PROBLEM STATEMENT — Output each entry below as it stands, leaving out every picture.

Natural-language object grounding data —

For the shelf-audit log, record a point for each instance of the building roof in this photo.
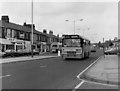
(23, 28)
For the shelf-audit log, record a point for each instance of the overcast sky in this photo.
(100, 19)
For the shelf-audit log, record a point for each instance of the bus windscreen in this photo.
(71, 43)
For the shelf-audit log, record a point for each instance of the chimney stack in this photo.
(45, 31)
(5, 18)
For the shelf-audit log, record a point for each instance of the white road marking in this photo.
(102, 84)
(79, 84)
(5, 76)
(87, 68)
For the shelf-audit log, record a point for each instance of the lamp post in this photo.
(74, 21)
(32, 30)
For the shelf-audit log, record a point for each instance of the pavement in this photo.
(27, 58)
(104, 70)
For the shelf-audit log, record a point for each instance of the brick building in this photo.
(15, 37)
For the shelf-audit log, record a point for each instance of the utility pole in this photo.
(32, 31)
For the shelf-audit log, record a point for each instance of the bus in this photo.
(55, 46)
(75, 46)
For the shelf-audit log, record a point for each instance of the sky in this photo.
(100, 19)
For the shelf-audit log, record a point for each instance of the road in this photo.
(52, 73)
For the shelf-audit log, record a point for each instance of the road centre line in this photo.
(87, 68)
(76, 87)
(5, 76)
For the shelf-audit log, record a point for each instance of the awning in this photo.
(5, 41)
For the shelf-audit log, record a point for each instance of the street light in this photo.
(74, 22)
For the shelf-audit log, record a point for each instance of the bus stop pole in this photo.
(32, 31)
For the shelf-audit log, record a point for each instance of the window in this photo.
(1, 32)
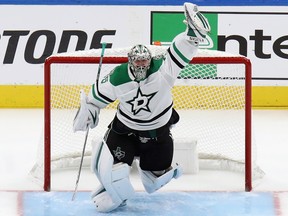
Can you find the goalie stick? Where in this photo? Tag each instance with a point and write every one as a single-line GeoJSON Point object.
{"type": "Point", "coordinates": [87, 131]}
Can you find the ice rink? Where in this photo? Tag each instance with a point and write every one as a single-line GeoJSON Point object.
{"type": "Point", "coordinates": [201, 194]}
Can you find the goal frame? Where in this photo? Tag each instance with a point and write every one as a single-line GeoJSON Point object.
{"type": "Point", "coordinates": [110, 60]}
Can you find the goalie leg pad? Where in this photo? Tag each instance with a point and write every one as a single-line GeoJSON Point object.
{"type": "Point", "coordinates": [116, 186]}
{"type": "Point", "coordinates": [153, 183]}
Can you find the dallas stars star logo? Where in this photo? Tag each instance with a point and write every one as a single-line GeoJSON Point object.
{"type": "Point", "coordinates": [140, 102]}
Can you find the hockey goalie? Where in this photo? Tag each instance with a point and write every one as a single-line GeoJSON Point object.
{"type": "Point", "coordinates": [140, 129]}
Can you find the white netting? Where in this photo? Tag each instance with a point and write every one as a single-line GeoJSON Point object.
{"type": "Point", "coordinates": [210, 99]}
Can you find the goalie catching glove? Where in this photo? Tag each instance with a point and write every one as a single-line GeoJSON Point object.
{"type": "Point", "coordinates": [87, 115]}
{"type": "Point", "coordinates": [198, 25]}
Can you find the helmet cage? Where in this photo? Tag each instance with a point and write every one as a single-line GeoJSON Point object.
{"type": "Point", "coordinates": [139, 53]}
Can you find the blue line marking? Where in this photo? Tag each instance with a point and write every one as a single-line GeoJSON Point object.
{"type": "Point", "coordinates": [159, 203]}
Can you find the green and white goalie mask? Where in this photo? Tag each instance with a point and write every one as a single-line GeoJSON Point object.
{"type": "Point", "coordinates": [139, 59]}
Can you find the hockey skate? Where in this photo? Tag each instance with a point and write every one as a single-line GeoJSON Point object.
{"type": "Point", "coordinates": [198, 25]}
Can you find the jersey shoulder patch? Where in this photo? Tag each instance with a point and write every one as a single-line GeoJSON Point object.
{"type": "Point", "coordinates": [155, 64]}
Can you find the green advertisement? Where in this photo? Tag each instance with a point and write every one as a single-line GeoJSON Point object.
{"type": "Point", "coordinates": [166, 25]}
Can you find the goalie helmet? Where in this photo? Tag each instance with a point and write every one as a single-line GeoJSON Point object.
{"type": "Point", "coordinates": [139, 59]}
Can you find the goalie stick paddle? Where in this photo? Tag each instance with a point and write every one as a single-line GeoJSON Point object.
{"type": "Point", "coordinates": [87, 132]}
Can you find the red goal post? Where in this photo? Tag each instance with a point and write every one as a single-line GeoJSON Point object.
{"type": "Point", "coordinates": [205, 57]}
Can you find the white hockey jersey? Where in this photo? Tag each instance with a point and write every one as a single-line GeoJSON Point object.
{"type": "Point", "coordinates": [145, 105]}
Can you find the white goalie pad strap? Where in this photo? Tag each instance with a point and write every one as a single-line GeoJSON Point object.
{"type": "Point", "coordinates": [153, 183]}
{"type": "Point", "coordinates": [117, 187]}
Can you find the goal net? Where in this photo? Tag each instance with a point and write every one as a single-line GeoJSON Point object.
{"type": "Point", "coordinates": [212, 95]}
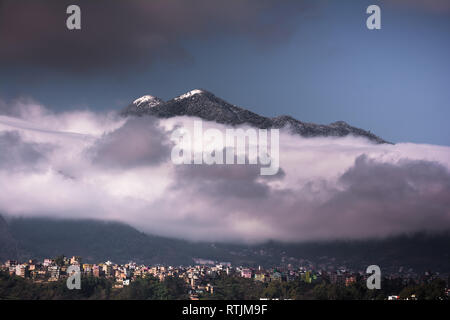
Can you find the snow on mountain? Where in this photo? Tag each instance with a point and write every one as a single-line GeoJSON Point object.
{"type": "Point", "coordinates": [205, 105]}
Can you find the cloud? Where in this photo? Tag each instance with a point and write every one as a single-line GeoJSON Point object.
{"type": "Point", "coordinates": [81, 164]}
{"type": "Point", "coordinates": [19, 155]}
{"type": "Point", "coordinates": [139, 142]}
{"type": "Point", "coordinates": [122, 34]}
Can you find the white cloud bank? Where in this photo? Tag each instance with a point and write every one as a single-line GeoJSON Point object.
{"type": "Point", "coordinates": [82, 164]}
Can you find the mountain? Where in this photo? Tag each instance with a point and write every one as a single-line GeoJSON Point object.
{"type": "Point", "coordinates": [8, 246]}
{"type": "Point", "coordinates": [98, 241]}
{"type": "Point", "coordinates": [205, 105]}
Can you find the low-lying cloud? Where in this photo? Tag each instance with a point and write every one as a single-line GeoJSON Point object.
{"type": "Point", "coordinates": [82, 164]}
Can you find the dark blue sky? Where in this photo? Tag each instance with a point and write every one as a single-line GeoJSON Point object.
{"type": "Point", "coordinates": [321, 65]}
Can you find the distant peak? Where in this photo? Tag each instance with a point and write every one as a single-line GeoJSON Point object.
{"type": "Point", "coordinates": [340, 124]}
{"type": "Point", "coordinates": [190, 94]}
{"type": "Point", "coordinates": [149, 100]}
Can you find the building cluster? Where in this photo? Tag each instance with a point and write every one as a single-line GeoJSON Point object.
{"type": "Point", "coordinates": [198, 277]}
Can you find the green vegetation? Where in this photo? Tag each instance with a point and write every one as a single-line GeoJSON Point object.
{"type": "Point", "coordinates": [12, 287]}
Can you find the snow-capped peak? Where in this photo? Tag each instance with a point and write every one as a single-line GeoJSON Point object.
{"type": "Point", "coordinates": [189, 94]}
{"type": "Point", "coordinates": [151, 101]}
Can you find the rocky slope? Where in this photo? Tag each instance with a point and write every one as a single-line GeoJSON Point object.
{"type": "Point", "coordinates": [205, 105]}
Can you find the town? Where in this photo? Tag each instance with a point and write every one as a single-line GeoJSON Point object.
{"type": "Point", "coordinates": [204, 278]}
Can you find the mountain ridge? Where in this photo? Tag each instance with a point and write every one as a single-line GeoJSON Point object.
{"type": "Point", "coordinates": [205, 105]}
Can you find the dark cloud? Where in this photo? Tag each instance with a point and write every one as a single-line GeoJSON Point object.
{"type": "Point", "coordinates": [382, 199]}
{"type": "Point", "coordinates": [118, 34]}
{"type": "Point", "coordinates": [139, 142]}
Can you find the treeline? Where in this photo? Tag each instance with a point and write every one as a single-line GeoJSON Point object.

RESULT OF THE TASK —
For the shelf-audit log, record a point for each instance of the building roof in this photo.
(23, 28)
For the shelf-audit log, record a point for each instance of the overcast sky in this photo.
(100, 19)
For the shelf-audit log, record a point for each instance of the bus windscreen in this photo.
(71, 43)
For the shelf-audit log, record a point for each instance of the chimney stack in this photo.
(45, 31)
(5, 18)
For the shelf-audit log, record a point for each instance of the white road marking in this photo.
(102, 84)
(79, 84)
(5, 76)
(87, 68)
For the shelf-audit log, record a point for each instance of the lamp post in this photo.
(74, 21)
(32, 30)
For the shelf-audit log, record a point for each instance of the pavement in this photo.
(27, 58)
(104, 70)
For the shelf-audit log, record a point for each instance of the brick building in this photo.
(15, 37)
For the shelf-audit log, record a point for each instance of the utility pole in this photo.
(32, 31)
For the shelf-audit log, record a point for each instance of the bus in this photo.
(55, 46)
(75, 46)
For the shelf-audit log, record a point for each instance of the sky in this photo.
(100, 19)
For the shelf-audit log, record a point for each instance of the road in this photo.
(52, 73)
For the shelf-audit log, record a point for each instance of the road centre line in this photo.
(87, 68)
(76, 87)
(5, 76)
For the shelf-audit log, record a point for each instance of the awning in this photo.
(5, 41)
For the shelf-audit log, record a point for each instance of the street light in this photo.
(74, 22)
For the shelf-audit log, record a point for each instance of the bus stop pole in this photo.
(32, 31)
For the shelf-audit log, record a point for each instance of the window in this photo.
(1, 32)
Can you find the goalie stick? Where in this photo? Tag each instance with a point and write every one as a single-line GeoJSON Point object.
{"type": "Point", "coordinates": [87, 131]}
Can you find the ice rink? Where in this photo? Tag each instance with a point and write every one as a single-line GeoJSON Point object.
{"type": "Point", "coordinates": [201, 194]}
Can you find the goal frame? Where in this photo? Tag each instance with a point and write every one as a single-line GeoJSON Point object.
{"type": "Point", "coordinates": [110, 60]}
Can you find the goalie leg pad? Where in this photo? Tag each instance with a point and write every one as a single-line GeoJSON Point object.
{"type": "Point", "coordinates": [116, 186]}
{"type": "Point", "coordinates": [153, 183]}
Can you find the dallas stars star logo? Where in this photo? Tag each instance with a point and write every one as a single-line GeoJSON Point object.
{"type": "Point", "coordinates": [140, 102]}
Can you find the hockey goalie? Where in this photo? Tag each instance with a point and write every one as a single-line GeoJSON Point object.
{"type": "Point", "coordinates": [140, 129]}
Can you find the white netting? Where in this photo? Tag each instance with a point and write every one as a single-line GeoJSON Point object.
{"type": "Point", "coordinates": [210, 99]}
Can you find the goalie catching glove? Where in this photo? Tag each instance with a point and write every one as a single-line GeoJSON Point object.
{"type": "Point", "coordinates": [87, 115]}
{"type": "Point", "coordinates": [198, 25]}
Can you find the helmet cage? Where in this photo? Tag each instance with a point and write every one as a single-line GeoJSON Point object.
{"type": "Point", "coordinates": [139, 53]}
Can you find the blue line marking? Where in this photo? Tag each instance with a point and write every one as a single-line GeoJSON Point object.
{"type": "Point", "coordinates": [159, 203]}
Can you find the green and white goalie mask? Where in this photo? Tag each instance with a point and write every one as a single-line GeoJSON Point object.
{"type": "Point", "coordinates": [139, 59]}
Can you find the hockey skate? Where in this photo? Tag each instance with a point and write every one as a single-line GeoJSON Point object.
{"type": "Point", "coordinates": [198, 25]}
Can you find the jersey shoulder patch? Where in this photo? Tag each instance with a point and write every one as a single-line GeoJSON Point object.
{"type": "Point", "coordinates": [155, 64]}
Can you find the green advertisement? Where in this photo? Tag each instance with a point and write every one as a single-line GeoJSON Point object.
{"type": "Point", "coordinates": [166, 25]}
Can you find the goalie helmet? Where in this photo? Tag each instance with a point and write every one as a single-line GeoJSON Point object.
{"type": "Point", "coordinates": [139, 59]}
Can you find the goalie stick paddle? Where in this photo? Tag each instance with a point and write every one as a single-line GeoJSON Point object.
{"type": "Point", "coordinates": [87, 132]}
Can you find the red goal post? Where in this photo? Tag each instance with a point and write every one as a single-line GeoJSON Point object.
{"type": "Point", "coordinates": [205, 57]}
Can you find the white hockey jersey? Where in this photo? Tag each instance with a point and write every one as a single-line GeoJSON Point object.
{"type": "Point", "coordinates": [145, 105]}
Can you find the white goalie pad strap? Where in this photo? Tag each instance with a point and write every one as a single-line GeoJSON Point object.
{"type": "Point", "coordinates": [153, 183]}
{"type": "Point", "coordinates": [117, 187]}
Can you find the goal net? Where in this photo? Tag each instance with a point and write every one as a single-line GeoJSON Point object.
{"type": "Point", "coordinates": [212, 95]}
Can you find the snow on mountain? Where in this photo? Tag each instance with a point and write every one as a single-line GeoJSON Point object.
{"type": "Point", "coordinates": [205, 105]}
Can you find the cloud? Where in this photo? Tag each instance with a point and write every one as a single-line GeoJSON Point object.
{"type": "Point", "coordinates": [81, 164]}
{"type": "Point", "coordinates": [19, 155]}
{"type": "Point", "coordinates": [139, 142]}
{"type": "Point", "coordinates": [122, 34]}
Can you find the white cloud bank? Where in this photo? Tag each instance with a point and write every one as a single-line GeoJSON Point object.
{"type": "Point", "coordinates": [82, 164]}
Can you find the mountain? Where in this photo? Tag each instance with a point and write every one as a single-line GeoJSON Point object.
{"type": "Point", "coordinates": [8, 246]}
{"type": "Point", "coordinates": [98, 241]}
{"type": "Point", "coordinates": [205, 105]}
Can you find the low-lying cloud? Where in this photo? Tag each instance with a point and write every one as a single-line GeoJSON Point object.
{"type": "Point", "coordinates": [82, 164]}
Can you find the dark blue sky? Where in this photo? Tag each instance with a point and write every one as a single-line GeoJSON Point object.
{"type": "Point", "coordinates": [321, 65]}
Can you find the distant peak? Where in this photo? Tag each instance with a point and write every one as a single-line GeoJSON Point object.
{"type": "Point", "coordinates": [340, 124]}
{"type": "Point", "coordinates": [190, 94]}
{"type": "Point", "coordinates": [149, 100]}
Can you find the building cluster? Where in this photo? Tag each instance with a point and write every one as a single-line GeoJSON Point object.
{"type": "Point", "coordinates": [198, 277]}
Can you find the green vegetation? Where in this photo? Tag each instance with a point and write every one as a single-line GeoJSON Point object.
{"type": "Point", "coordinates": [12, 287]}
Can you find the snow-capped peak? Where in this photo? Tag each instance with a point and write every one as a single-line GeoJSON Point object.
{"type": "Point", "coordinates": [189, 94]}
{"type": "Point", "coordinates": [151, 101]}
Can you find the rocky slope? Where in this photo? Tag each instance with a point and write every one as a single-line GeoJSON Point object.
{"type": "Point", "coordinates": [205, 105]}
Can you find the town? Where in this photo? Tag each instance with a point and write every one as a single-line GeoJSON Point object.
{"type": "Point", "coordinates": [204, 278]}
Can you find the mountain ridge? Where in this photo? Tag each instance with a point and write every one as a single-line GeoJSON Point object.
{"type": "Point", "coordinates": [205, 105]}
Can you find the dark cloud? Where in this photo? Tag each instance with a point and write every one as a single-line GeoJSON Point object.
{"type": "Point", "coordinates": [382, 199]}
{"type": "Point", "coordinates": [118, 34]}
{"type": "Point", "coordinates": [139, 142]}
Can you find the treeline? Where in this photo? Tag each instance with a point and write every one as a single-line GeoJSON Point object.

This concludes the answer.